> [WORK TO DO] Check each of the statements below against the piece on crypto and capitalism. For each, answer yes or no and quote the words that decide it. (a) DAOs, unlike regular constitutions, can carry out some activities fully autonomously. (b) Uniswap exists as an LLC. (c) Holding more Ethereum can give a person more influence over the organizations.

> [EXTRACT]
• • •

Crypto is not an alternative to Capitalism

Blockchain is a technology, but for many, it’s also a promise of escaping the current financial system rigged by the ruling class and generational wealth. Cryptocurrencies can replace dreaded banks, and DAOs can supplant corporations. Once they do, everything will be good and fair.

On a fundamental level, you can think of DAOs as internet-native constitutions. Like regular constitutions, DAOs embed a fundamental set of rules and principles that establish an organization and determine its governance structure. But unlike regular constitutions, DAOs can execute some activities fully autonomously. For example, a DAO with its own internal capital can automatically buy and sell cryptocurrencies based on specific programmatic conditions.

One example of a fully decentralized institution is Uniswap:

Uniswap doesn’t actually exist in any technological (servers, accounts, log-ins, etc.) or legal (LLC, S-corp) form that we’re used to.* Rather, Uniswap is a decentralized protocol, and the governing body of that protocol is a decentralized autonomous organization (DAO) on the Ethereum blockchain

DAOs are appealing to the anarchists out there, looking for their perfect slice of non-capitalist utopia. But DAOs are built on top of the Ethereum network to execute smart contracts making it work. The more Ethereum you have, the more influence you can have over the organizations. They are literally running on money.

• • •

> [MATERIAL SUPPLIED]
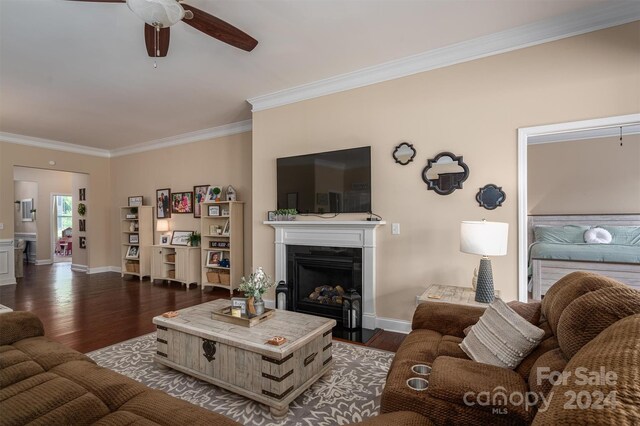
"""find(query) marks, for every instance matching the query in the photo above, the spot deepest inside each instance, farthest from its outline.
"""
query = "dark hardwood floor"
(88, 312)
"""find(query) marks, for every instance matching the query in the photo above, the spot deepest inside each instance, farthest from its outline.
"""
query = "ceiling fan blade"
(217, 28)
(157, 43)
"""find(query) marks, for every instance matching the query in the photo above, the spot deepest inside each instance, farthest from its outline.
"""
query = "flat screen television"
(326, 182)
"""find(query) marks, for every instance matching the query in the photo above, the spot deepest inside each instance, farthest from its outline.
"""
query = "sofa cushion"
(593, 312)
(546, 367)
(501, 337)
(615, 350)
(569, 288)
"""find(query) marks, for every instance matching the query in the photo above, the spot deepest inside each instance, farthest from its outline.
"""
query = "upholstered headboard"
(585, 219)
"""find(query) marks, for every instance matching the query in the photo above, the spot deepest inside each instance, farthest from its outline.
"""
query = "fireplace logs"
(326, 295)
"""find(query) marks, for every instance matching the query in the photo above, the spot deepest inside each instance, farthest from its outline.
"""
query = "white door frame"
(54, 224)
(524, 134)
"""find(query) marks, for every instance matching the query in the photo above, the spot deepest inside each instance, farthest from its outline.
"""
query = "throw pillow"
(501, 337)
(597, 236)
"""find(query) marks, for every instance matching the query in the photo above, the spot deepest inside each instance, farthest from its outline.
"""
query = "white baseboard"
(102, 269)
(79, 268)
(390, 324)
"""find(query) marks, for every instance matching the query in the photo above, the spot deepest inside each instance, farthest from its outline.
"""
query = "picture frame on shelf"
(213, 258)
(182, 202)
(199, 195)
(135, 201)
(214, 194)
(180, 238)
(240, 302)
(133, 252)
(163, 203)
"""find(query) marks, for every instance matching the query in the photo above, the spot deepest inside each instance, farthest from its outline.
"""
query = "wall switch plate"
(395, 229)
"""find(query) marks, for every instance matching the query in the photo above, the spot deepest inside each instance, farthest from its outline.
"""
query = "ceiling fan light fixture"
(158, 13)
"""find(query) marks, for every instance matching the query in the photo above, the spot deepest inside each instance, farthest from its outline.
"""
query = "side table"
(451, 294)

• • •

> [THE ANSWER]
(a) Yes: "But unlike regular constitutions, DAOs can execute some activities fully autonomously."
(b) No: "Uniswap doesn’t actually exist in any technological (servers, accounts, log-ins, etc.) or legal (LLC, S-corp) form that we’re used to."
(c) Yes: "The more Ethereum you have, the more influence you can have over the organizations."